▸ TAREA 1: ¿Puedes transcribir sin ningún cambio las líneas de los registros, desde la que contiene "of the ground" hasta el final de los registros, ambas incluidas?

▸ FRAGMENTO SELECCIONADO:
═══
Se evitó el escándalo en la Arquidiócesis de Chicago
Pero es una vergüenza que la condecoración de un abortista haya sido impedida por el premiado y no por el premiador, el Cardenal Cupich
Durbin y Cupich
El Cardenal Blase Cupich, Arzobispo de Chicago, anunció ayer 30 de septiembre que el senador demócrata Dick Durbin acaba de declinar recibir el “premio a la trayectoria” que la Arquidiócesis le iba a dar en noviembre.
La noticia pone fin al creciente escándalo por la controvertida decisión del Cardenal Cupich de honrar a Durbin, un acérrimo defensor del aborto. Pero deja aún en cuestión por qué la decisión de evitar el escándalo de un cardenal premiando a uno de los más acérrimos promotores del aborto sin límites haya sido tomada por el senador en cuestión y no por el Arzobispo Cupich, que es un campión de la sinodalidad… pero en ningun momento respondió a la casi decena de hermanos obispos que le pidieron que cambiara de curso.
Según fuentes bien informadas, como el portal The Pillar, Durbin habría tomado la decisión de declinar porque la conferencia episcopal de los obispos norteamericanos -la USCCB por sus siglas en inglés- se disponía a publicar un comunicado reafirmando la prohibición de premiar a personalidades abortistas acordada por todos los obispos del país hace más de una década.
Por eso es que fue el Cardenal Cupich, y no la oficina de Durbin, quien hizo el anuncio oficial. Y en el larguísimo anuncio (traducido en su integridad abajo) Cupich aprovechó para hacer una extensa defensa de otorgar el Premio anual llamado “Mantengamos Viva la Esperanza“ al senador proabortista, a pesar del pedido de sus hermanos obispos y el anuncio de organizaciones pro-vida de protestar frente al evento.
Sobre este punto, el primer obispo en denunciar el premio, Monseñor John Paprocki, de la diócesis de Springfield -donde Durbin reside y donde está prohibido de recibir la Comunión-, reveló ayer que cuando se enteró del premio, escribió un correo electrónico a su hermano en el episcopado preguntándole por qué no había consultado con él -como obispo del homenajeado- y pidiéndole que cambiara de opinión para evitar un escándalo y para evitar que él mismo, y posiblemente otros obispos, tuvieran que salir a oponerse públicamente.
La respuesta de Cupich aparentemente fue tan breve como prepotente: voy a seguir con la decisión tomada. Punto. No más explicaciones. Y pasó lo que pasó. Paproki salió a denunciar el premio, lo apoyó inmediatamente el Arzobispo de San Francisco Salvatore Cordileone… y comenzó la cascada de obispos y organizaciones laicales que suplicaron públicamente a Cupich cambiar de opinión.
Como he informado antes, Cupich nunca respondió directamente a Paprocki, quien como pide el Evangelio, se aproximó a él primero en privado y solo dio una magra, breve “justificación” para el premio afirmando que por más importante que sea el tema del aborto, no es el único, y que el premio es una manera de “entrar en diálogo” con el senador.
═══
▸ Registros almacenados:

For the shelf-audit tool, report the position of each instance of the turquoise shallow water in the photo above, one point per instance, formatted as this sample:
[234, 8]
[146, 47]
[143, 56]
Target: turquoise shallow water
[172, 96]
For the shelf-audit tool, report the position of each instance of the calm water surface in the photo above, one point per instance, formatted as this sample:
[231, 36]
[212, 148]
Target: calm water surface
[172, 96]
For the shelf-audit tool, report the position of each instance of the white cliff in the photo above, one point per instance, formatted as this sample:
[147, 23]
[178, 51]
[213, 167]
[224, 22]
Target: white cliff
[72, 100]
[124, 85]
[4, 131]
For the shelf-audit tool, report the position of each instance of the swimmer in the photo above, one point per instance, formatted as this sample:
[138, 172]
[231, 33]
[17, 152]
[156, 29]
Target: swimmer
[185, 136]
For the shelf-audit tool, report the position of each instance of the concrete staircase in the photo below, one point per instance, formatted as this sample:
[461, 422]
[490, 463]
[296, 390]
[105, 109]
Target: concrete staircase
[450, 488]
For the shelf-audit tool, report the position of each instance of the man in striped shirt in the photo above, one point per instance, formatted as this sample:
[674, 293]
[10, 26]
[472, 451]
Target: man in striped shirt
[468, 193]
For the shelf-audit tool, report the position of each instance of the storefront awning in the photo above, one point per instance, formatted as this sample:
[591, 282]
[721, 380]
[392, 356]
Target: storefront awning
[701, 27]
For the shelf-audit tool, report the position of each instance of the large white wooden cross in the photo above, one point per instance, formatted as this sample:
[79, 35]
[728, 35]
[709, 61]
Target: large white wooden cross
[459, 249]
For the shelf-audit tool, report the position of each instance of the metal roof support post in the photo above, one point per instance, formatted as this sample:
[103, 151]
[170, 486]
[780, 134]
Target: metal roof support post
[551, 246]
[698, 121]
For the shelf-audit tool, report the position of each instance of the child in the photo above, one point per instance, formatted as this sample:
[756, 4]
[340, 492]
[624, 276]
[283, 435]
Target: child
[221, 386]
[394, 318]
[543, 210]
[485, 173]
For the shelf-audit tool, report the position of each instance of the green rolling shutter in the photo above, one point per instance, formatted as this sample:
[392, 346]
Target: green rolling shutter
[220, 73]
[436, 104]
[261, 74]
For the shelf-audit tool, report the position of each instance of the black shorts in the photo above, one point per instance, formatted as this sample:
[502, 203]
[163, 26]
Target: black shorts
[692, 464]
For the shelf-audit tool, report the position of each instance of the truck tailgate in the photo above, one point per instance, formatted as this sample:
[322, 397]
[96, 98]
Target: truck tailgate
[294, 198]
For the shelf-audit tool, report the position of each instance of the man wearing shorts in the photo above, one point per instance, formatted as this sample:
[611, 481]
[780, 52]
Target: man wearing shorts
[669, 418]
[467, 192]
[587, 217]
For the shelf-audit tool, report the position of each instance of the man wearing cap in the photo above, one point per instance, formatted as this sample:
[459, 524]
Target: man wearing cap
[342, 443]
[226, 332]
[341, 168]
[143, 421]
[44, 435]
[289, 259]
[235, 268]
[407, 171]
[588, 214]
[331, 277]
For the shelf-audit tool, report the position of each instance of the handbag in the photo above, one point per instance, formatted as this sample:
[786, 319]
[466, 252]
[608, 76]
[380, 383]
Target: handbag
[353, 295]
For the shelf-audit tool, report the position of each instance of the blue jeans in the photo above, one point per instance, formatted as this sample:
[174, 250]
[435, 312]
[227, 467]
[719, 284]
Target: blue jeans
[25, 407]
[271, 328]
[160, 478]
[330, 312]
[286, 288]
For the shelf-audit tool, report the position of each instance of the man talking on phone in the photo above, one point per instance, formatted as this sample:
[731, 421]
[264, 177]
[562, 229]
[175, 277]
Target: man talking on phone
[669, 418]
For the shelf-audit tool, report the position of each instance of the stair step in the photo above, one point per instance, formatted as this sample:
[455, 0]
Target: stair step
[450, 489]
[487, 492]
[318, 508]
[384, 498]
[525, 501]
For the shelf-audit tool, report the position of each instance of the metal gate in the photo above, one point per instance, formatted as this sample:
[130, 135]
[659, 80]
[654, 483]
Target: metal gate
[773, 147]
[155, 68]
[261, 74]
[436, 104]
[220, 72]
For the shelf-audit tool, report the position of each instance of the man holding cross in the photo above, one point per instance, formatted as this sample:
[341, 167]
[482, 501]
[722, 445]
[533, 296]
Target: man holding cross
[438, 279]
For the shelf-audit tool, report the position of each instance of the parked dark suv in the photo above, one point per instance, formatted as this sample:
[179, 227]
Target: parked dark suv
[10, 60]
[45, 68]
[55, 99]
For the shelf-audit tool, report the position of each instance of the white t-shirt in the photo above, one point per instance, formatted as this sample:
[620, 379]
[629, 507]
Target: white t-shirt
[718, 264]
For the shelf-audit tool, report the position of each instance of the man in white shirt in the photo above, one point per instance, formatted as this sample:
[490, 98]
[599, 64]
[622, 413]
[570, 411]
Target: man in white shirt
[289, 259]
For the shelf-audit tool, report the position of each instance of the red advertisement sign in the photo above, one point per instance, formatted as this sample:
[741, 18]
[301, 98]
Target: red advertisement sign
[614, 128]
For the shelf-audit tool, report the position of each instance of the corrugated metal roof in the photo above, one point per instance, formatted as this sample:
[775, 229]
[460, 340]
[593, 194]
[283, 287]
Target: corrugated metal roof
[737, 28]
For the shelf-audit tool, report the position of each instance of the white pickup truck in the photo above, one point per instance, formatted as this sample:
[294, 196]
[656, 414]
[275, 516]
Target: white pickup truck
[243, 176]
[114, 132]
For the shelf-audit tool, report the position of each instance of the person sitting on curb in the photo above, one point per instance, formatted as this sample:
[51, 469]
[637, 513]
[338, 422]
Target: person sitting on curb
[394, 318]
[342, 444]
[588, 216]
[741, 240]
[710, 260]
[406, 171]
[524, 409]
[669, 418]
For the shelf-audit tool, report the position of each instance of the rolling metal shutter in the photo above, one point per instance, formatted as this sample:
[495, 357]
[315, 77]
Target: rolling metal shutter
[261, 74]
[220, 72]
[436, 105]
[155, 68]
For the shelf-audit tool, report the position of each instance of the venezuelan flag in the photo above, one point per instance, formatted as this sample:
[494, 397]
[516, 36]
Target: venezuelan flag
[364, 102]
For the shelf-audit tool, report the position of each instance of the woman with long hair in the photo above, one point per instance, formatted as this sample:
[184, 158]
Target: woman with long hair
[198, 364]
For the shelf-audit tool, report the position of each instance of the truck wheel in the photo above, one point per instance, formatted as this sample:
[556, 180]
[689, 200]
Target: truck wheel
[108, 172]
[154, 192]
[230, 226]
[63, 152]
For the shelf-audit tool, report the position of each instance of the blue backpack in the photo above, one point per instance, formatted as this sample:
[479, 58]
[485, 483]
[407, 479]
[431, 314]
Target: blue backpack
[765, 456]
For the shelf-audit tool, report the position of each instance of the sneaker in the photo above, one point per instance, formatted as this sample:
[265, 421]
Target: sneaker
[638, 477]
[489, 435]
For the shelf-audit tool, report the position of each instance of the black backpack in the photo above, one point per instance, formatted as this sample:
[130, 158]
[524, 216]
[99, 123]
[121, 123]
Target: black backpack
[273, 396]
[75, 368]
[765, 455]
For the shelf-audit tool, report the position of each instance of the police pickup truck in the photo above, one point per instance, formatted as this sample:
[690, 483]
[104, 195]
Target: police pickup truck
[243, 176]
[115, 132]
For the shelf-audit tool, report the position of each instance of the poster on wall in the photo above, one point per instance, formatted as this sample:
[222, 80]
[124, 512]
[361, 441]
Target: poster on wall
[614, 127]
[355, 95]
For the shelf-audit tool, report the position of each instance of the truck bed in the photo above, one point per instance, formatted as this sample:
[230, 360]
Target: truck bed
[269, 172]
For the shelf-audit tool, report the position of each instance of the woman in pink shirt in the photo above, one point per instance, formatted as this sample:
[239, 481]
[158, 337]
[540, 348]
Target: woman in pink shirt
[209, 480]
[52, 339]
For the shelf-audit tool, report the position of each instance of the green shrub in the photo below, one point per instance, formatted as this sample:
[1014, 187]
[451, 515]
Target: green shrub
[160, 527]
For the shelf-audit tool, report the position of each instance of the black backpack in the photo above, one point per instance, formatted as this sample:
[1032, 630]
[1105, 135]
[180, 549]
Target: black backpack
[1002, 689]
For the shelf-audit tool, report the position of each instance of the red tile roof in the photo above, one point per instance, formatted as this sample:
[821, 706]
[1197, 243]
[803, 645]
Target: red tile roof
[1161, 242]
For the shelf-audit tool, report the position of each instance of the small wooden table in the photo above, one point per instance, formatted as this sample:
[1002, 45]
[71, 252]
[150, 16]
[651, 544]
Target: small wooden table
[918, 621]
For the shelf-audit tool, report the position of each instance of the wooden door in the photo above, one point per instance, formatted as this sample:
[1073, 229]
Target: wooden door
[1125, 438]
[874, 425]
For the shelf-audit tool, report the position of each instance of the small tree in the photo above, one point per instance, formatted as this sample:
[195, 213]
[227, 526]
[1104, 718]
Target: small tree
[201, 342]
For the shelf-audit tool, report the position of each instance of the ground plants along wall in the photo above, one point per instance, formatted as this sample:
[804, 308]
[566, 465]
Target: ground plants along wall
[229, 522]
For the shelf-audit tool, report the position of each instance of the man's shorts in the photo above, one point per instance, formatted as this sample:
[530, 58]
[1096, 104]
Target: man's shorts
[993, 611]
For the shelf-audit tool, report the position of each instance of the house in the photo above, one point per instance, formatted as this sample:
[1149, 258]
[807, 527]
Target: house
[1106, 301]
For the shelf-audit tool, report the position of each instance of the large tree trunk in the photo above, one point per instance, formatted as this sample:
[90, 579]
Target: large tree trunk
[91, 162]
═══
▸ TAREA 2: En el artículo sobre el premio a Durbin, reproduce todo desde "Según fuentes bien" hasta "de una década.", cambiando "comunicado" por "documento".

▸ RESPUESTA CORRECTA 1:
For the shelf-audit tool, report the position of each instance of the ground plants along wall in the photo above, one point per instance, formatted as this sample:
[804, 308]
[566, 465]
Target: ground plants along wall
[229, 522]
For the shelf-audit tool, report the position of each instance of the man's shorts in the photo above, one point per instance, formatted as this sample:
[530, 58]
[1096, 104]
Target: man's shorts
[993, 611]
For the shelf-audit tool, report the position of each instance of the house in the photo above, one point per instance, formatted as this sample:
[1149, 258]
[807, 527]
Target: house
[1106, 301]
For the shelf-audit tool, report the position of each instance of the large tree trunk in the photo above, one point per instance, formatted as this sample:
[90, 579]
Target: large tree trunk
[91, 162]

▸ RESPUESTA CORRECTA 2:
Según fuentes bien informadas, como el portal The Pillar, Durbin habría tomado la decisión de declinar porque la conferencia episcopal de los obispos norteamericanos -la USCCB por sus siglas en inglés- se disponía a publicar un documento reafirmando la prohibición de premiar a personalidades abortistas acordada por todos los obispos del país hace más de una década.